Work order:
Word for word, restate the entries that follow.

(Recorded data)
──────────────────────────────
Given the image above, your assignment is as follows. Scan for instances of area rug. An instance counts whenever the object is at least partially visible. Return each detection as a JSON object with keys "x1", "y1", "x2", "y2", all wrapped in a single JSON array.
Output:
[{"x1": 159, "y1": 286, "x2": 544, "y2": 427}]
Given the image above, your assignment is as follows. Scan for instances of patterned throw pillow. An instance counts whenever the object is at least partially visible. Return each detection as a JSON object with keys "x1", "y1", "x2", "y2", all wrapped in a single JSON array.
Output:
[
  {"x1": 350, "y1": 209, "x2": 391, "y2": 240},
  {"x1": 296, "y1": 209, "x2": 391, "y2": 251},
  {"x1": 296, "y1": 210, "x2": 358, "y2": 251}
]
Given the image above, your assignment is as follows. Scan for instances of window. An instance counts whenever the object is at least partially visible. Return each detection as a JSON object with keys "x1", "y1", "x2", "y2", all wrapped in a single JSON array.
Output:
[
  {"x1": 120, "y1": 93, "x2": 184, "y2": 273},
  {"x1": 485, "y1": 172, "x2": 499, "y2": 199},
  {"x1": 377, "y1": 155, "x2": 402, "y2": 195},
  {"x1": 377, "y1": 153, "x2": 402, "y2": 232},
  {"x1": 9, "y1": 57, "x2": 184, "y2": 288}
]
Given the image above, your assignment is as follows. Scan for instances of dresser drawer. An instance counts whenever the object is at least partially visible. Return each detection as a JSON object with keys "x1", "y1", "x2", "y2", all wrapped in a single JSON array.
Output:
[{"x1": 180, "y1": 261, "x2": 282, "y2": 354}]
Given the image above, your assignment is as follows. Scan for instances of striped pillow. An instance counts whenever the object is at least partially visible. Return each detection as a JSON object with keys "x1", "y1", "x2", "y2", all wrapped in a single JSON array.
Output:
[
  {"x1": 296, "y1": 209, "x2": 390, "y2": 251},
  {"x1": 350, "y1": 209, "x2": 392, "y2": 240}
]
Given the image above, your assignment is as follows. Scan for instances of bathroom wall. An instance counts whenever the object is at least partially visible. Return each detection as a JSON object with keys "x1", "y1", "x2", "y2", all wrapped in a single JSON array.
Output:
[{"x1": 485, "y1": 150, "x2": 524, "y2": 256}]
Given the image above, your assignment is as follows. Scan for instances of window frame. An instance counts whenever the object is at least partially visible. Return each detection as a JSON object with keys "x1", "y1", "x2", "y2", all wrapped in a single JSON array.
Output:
──────────────────────────────
Solution to this exercise:
Given the image above, your assignment is as follows. Scan for instances of area rug. An instance counts whenever the object is at least partially visible. Return each detection as a JSON object with keys "x1", "y1", "x2", "y2", all wrapped in a single JSON array.
Output:
[{"x1": 159, "y1": 286, "x2": 544, "y2": 427}]
Given the image above, your assignment is as follows. Scan for instances of patterned throw pillow. An instance counts whenever the object is at least partially visible. Return each detection as a JSON object with keys "x1", "y1", "x2", "y2", all wrapped in a single JSON array.
Output:
[
  {"x1": 350, "y1": 209, "x2": 391, "y2": 240},
  {"x1": 296, "y1": 209, "x2": 391, "y2": 251},
  {"x1": 296, "y1": 210, "x2": 358, "y2": 251}
]
Given the image above, your assignment is as follows. Scan for instances of window. An instance counts whenever the object is at least partially visible. Return each detection as a JSON object with keys "x1", "y1", "x2", "y2", all wrapped in a single JSON array.
Output:
[
  {"x1": 120, "y1": 93, "x2": 184, "y2": 273},
  {"x1": 485, "y1": 172, "x2": 499, "y2": 199},
  {"x1": 377, "y1": 155, "x2": 402, "y2": 195},
  {"x1": 377, "y1": 153, "x2": 402, "y2": 232},
  {"x1": 9, "y1": 57, "x2": 184, "y2": 288}
]
Given the image above, your assignment is as follows. Scan for instances of dresser drawer. An instance counts whenever the object is at least partially visible. Return each detection as a JSON object with keys "x1", "y1", "x2", "y2", all wrapped in a single JSON array.
Output:
[{"x1": 180, "y1": 261, "x2": 282, "y2": 354}]
Given the image above, your assignment is as follows. Scan for instances of striped pillow. An instance counts whenever the object is at least partially visible. Return each detection as a JSON object with keys "x1", "y1", "x2", "y2", all wrapped in a single JSON array.
Output:
[
  {"x1": 296, "y1": 209, "x2": 390, "y2": 251},
  {"x1": 350, "y1": 209, "x2": 392, "y2": 240}
]
Given the image above, your assignment is as follows. Scan for instances of bathroom wall. An instance counts whenever the object is at least partially visible. Return each detection as a JSON object with keys "x1", "y1", "x2", "y2", all wrapped in a single JSON array.
Output:
[{"x1": 485, "y1": 150, "x2": 524, "y2": 256}]
Given the image above, your assignment is as follows. Scan for instances of window frame. An instance counts whenever the object is at least partially visible. Return each detection as a JSON object with keys "x1", "y1", "x2", "y2", all wrapped in a single JSON array.
Output:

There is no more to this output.